Here are some records. Copy each one exactly.

(Data listing)

--------

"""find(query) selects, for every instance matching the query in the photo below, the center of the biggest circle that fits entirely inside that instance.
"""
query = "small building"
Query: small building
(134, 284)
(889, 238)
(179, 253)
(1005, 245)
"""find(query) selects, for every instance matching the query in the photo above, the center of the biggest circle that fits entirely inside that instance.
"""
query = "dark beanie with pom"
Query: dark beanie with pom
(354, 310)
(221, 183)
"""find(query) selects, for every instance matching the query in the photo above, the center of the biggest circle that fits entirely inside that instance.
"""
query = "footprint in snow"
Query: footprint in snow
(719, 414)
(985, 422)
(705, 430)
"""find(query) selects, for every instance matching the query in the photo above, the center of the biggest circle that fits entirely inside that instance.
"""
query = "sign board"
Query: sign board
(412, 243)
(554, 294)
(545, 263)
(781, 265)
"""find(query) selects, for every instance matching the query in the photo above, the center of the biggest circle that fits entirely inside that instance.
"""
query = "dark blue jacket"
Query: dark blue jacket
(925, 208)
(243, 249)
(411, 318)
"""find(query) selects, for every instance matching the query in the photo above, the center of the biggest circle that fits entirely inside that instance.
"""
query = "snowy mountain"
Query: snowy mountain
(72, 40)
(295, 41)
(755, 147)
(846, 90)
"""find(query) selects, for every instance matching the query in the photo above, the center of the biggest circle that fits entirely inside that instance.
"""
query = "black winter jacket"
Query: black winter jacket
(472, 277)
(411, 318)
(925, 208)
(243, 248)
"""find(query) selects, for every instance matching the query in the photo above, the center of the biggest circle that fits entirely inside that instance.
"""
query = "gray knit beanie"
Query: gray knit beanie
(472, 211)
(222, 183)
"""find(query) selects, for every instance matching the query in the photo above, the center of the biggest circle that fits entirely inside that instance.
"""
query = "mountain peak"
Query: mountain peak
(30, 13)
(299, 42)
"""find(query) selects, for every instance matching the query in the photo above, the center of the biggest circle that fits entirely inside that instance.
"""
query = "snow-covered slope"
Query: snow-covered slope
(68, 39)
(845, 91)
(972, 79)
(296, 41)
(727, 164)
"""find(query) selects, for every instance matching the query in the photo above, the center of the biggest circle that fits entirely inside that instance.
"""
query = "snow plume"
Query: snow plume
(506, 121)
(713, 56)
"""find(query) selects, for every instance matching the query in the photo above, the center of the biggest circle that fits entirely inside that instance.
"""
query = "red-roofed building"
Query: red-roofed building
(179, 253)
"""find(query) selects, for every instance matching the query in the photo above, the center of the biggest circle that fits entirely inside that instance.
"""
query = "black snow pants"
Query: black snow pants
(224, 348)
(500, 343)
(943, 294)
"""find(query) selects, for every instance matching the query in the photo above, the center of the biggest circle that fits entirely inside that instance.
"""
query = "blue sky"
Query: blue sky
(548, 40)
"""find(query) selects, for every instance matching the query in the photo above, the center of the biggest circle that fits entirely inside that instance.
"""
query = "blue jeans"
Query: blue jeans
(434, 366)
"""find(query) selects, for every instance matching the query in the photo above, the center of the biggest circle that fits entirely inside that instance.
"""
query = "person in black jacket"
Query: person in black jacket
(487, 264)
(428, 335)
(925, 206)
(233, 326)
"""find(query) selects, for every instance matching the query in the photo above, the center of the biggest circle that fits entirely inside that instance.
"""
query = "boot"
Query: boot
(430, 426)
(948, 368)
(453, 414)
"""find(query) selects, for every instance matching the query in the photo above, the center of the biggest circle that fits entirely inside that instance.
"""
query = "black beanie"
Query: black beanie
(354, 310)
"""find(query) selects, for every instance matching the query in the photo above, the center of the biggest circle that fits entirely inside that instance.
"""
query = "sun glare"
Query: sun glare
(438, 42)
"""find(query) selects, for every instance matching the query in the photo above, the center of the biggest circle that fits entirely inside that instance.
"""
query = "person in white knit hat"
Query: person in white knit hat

--------

_Final result:_
"""find(query) selects, for every instance matching the query in the photo below, the center of the biggest circle that fits entirely inside that instance.
"""
query = "small building"
Query: small building
(134, 284)
(889, 238)
(179, 253)
(1005, 245)
"""find(query) selects, for every instance matching the query in the photo above, the center of the biggest circle that fits entirely inside that instance.
"""
query = "dark beanie with pom"
Query: dark beanie with pom
(354, 310)
(221, 183)
"""find(query) selects, for every instance matching the query in the photo above, the center of the biggest circle that fits entirely inside that instance.
"""
query = "footprint in snow"
Query: footprint in snow
(719, 414)
(985, 422)
(705, 430)
"""find(query) selects, for every instance matching the query in the photo above, the center of the biggest circle that fits entirely inside that instance.
"""
query = "sign board"
Query: sign board
(412, 243)
(554, 294)
(545, 263)
(781, 265)
"""find(query) selects, for every instance matching the query in the photo above, the center of the biggest circle that fits entirely inside that instance.
"""
query = "dark blue jacket"
Query: dark blue jacket
(925, 208)
(243, 249)
(411, 318)
"""find(query) selects, for every instance matching the query in the photo above, the center of the biggest circle that fits entirely inside that instance.
"""
query = "snowy mountain"
Query: snowy mountain
(72, 40)
(295, 41)
(755, 147)
(846, 90)
"""find(query) selects, for every instance matching the query in the photo above, the center of the biggest circle that fits entirely inside that instance.
"""
query = "black winter jacket"
Query: black winter jacket
(472, 277)
(411, 318)
(925, 208)
(243, 248)
"""find(query) selects, for every instance matching the query in the photo above, the center of the biggest circle that fits entirely inside that instance.
"""
query = "gray knit beanie"
Query: gray knit beanie
(472, 211)
(222, 183)
"""find(query) selects, for every instance matching the query in the photo above, the center of the biggest circle that fits entirely inside that instance.
"""
query = "mountain peak"
Query: mountain peak
(30, 13)
(299, 42)
"""find(query) selects, for every instance matching the query in the photo above, the center of the biggest circle that fits entirely inside that instance.
"""
query = "snow-covered slope"
Query: snow-covered slope
(68, 39)
(845, 91)
(972, 79)
(296, 41)
(727, 164)
"""find(query) selects, for every instance matching the query in the photo above, the center of the biggest circle that fits entirely inside that instance.
"""
query = "snow plume"
Query: snow plume
(506, 121)
(713, 56)
"""find(query) selects, for every instance matching the query in the photo above, the center of the biggest circle that fits entirely inside that instance.
"""
query = "red-roofed building"
Query: red-roofed building
(179, 253)
"""find(query) selects, for every instance matching the query in the photo above, the center of the biggest circle that fits entirely inside that instance.
"""
query = "black snow pants"
Query: black snow pants
(224, 348)
(500, 343)
(943, 294)
"""find(query) selects, for every instance matching the query in the photo above, the center of the biggest circle that fits entirely inside that instance.
"""
query = "blue sky"
Query: blue sky
(548, 40)
"""find(query) selects, for every instance matching the query in the photo above, the center of the biggest circle that fits entirely inside that instance.
"""
query = "blue jeans"
Query: blue jeans
(434, 366)
"""find(query) selects, for every instance matching the query in the photo above, the center of the biggest circle that fits entirely inside that instance.
"""
query = "person in black jacket"
Query: person in black jacket
(487, 264)
(428, 335)
(925, 206)
(233, 326)
"""find(query) selects, for every instance matching the query in the photo above, the center of the biggest circle that fits entirely inside that instance.
"""
query = "boot"
Query: boot
(430, 426)
(948, 368)
(453, 414)
"""find(query) selects, for every instance matching the query in the photo above, the center of the biggest circle that fits entirely inside that instance.
"""
query = "black beanie"
Query: black beanie
(354, 310)
"""find(query) selects, for every instance matching the query in the photo above, the center of the biggest circle that fits entirely inside that instance.
"""
query = "sun glare"
Query: sun glare
(438, 42)
"""find(query) selects, for every instance matching the query in the photo above, the center of the biggest circle that fits entirely inside that instance.
"""
query = "person in white knit hat"
Query: person in white knit hat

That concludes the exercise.